GIVEN PROBLEM
Turn the records below into a numbered list, from the first line through the line containing "xmin=304 ymin=242 xmax=324 ymax=253". Skip blank lines and leave out the pictures.

Records of labeled boxes
* * * * * * *
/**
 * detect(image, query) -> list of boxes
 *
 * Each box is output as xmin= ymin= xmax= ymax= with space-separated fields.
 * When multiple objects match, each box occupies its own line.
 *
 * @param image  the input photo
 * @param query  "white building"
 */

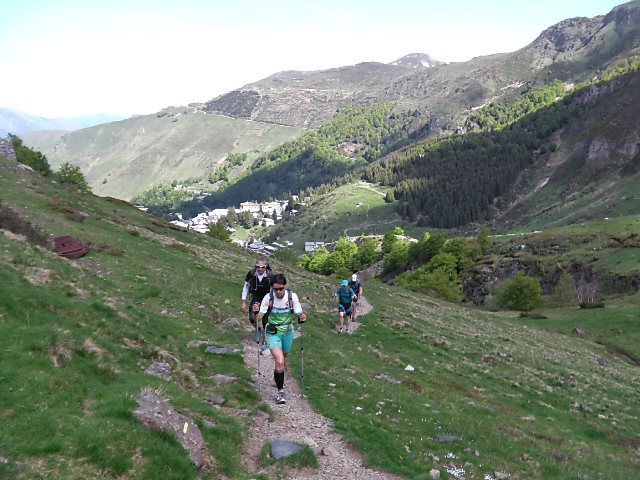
xmin=304 ymin=242 xmax=324 ymax=253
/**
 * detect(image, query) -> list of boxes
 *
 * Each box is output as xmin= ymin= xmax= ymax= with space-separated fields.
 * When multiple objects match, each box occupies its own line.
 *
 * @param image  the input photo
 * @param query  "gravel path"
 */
xmin=243 ymin=298 xmax=400 ymax=480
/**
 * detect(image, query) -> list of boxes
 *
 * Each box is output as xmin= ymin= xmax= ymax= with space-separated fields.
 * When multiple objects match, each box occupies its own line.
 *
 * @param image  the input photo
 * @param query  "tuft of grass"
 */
xmin=82 ymin=338 xmax=105 ymax=358
xmin=47 ymin=329 xmax=73 ymax=368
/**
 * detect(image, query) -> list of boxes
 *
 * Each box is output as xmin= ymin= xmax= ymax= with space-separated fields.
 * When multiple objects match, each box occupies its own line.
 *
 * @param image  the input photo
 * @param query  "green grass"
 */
xmin=25 ymin=107 xmax=303 ymax=199
xmin=272 ymin=181 xmax=402 ymax=250
xmin=514 ymin=294 xmax=640 ymax=365
xmin=284 ymin=282 xmax=640 ymax=479
xmin=260 ymin=442 xmax=318 ymax=468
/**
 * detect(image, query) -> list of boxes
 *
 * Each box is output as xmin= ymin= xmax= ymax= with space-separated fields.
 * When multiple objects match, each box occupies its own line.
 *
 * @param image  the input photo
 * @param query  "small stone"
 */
xmin=271 ymin=440 xmax=302 ymax=460
xmin=144 ymin=362 xmax=171 ymax=380
xmin=322 ymin=445 xmax=338 ymax=457
xmin=207 ymin=395 xmax=225 ymax=405
xmin=209 ymin=373 xmax=237 ymax=385
xmin=205 ymin=345 xmax=240 ymax=355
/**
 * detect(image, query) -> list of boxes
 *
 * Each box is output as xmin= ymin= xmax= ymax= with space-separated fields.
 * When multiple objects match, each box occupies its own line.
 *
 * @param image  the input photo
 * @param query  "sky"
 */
xmin=0 ymin=0 xmax=623 ymax=118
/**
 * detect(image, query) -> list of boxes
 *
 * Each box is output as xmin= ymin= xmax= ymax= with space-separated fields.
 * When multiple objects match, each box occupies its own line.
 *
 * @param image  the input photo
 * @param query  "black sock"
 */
* * * * * * *
CORRECT OUTPUT
1. /**
2.  * detect(image, query) -> list of boxes
3.  *
4.  * Each box is output as xmin= ymin= xmax= ymax= with space-separated fields.
5.  * When multiple objects match, each box occupies its own line.
6.  *
7.  * @param image  the input photo
8.  * @param query  "white building"
9.  */
10. xmin=304 ymin=242 xmax=324 ymax=253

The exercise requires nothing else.